From the first line to the last, output the material exactly.
+ + + + +
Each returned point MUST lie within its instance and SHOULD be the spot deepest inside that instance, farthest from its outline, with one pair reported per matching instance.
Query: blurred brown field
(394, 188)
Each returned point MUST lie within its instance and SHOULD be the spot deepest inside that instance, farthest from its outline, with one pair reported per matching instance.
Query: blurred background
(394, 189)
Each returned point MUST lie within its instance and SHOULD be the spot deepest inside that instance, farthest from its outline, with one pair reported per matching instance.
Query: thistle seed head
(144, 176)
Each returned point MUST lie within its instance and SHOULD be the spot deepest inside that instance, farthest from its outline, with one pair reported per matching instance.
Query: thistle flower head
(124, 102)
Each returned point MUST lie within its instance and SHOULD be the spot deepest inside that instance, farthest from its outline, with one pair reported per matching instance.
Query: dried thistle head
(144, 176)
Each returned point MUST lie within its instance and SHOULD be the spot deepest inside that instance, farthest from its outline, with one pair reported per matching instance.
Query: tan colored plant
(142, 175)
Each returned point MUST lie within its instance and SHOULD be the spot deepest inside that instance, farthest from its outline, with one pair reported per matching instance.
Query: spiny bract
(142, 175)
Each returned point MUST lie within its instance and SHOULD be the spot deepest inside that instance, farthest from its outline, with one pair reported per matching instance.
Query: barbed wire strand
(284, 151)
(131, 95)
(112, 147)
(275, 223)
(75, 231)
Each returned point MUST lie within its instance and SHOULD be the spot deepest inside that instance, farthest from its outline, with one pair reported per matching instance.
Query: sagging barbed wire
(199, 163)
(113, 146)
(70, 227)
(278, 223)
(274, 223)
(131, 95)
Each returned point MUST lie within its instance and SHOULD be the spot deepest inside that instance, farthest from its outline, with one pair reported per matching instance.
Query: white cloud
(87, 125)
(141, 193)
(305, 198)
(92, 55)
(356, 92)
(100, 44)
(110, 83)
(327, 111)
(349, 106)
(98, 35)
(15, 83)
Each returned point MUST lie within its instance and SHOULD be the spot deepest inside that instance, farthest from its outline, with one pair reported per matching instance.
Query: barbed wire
+ + + + +
• Result for this exercise
Each returned point MUST lie within its instance and SHOULD be the spot deepest inside that instance, farthest from its outline, with one pair reported per matching instance.
Query: blurred brown field
(394, 188)
Each returned point MUST lie within its instance and SHOULD be the spot deepest inside that instance, farthest from its outline, with one pair reported per matching instance.
Query: blurred background
(394, 189)
Each returned point MUST lie within its instance and SHOULD be the spot deepest inside that instance, farthest from its outline, with one pair reported per matching instance.
Query: thistle seed head
(144, 176)
Each returned point MUST lie within its instance and SHOULD be the spot deepest inside that instance, farthest from its outline, with one pair reported per matching instance.
Query: thistle flower head
(124, 102)
Each returned point MUST lie within its instance and SHOULD be the spot deepest inside that instance, farthest from its outline, with one pair reported per matching instance.
Query: dried thistle head
(144, 176)
Each returned point MUST lie within its instance and SHOULD be the spot deepest inside that instance, farthest from its outline, with one pair reported per matching instance.
Query: tan colored plant
(142, 175)
Each returned point MUST lie within its instance and SHOULD be the spot deepest inside that instance, farthest from its outline, with one pair reported per matching instance.
Query: spiny bract
(142, 175)
Each returned point MUST lie within its instance and SHOULD be the spot deepest inside that instance, farthest from its outline, with one pair reported per matching instance.
Query: barbed wire strand
(284, 151)
(131, 95)
(112, 147)
(275, 223)
(75, 231)
Each returned point MUST lie within its instance and SHOULD be the spot deepest inside that instance, farthest from its outline, with one pair reported per matching instance.
Query: sagging barbed wire
(199, 163)
(113, 146)
(70, 227)
(278, 223)
(274, 223)
(131, 95)
Each returned point MUST lie within its instance and SHOULD be the spot deepest inside that instance, farthest from its outline, with one pair reported per matching instance.
Query: white cloud
(87, 125)
(141, 193)
(305, 198)
(92, 55)
(356, 92)
(100, 44)
(110, 83)
(327, 111)
(349, 106)
(98, 35)
(15, 83)
Each returned point MUST lie within its instance and SHOULD be the spot deepest inside that instance, farthest from its outline, with one pair reported per matching instance.
Query: barbed wire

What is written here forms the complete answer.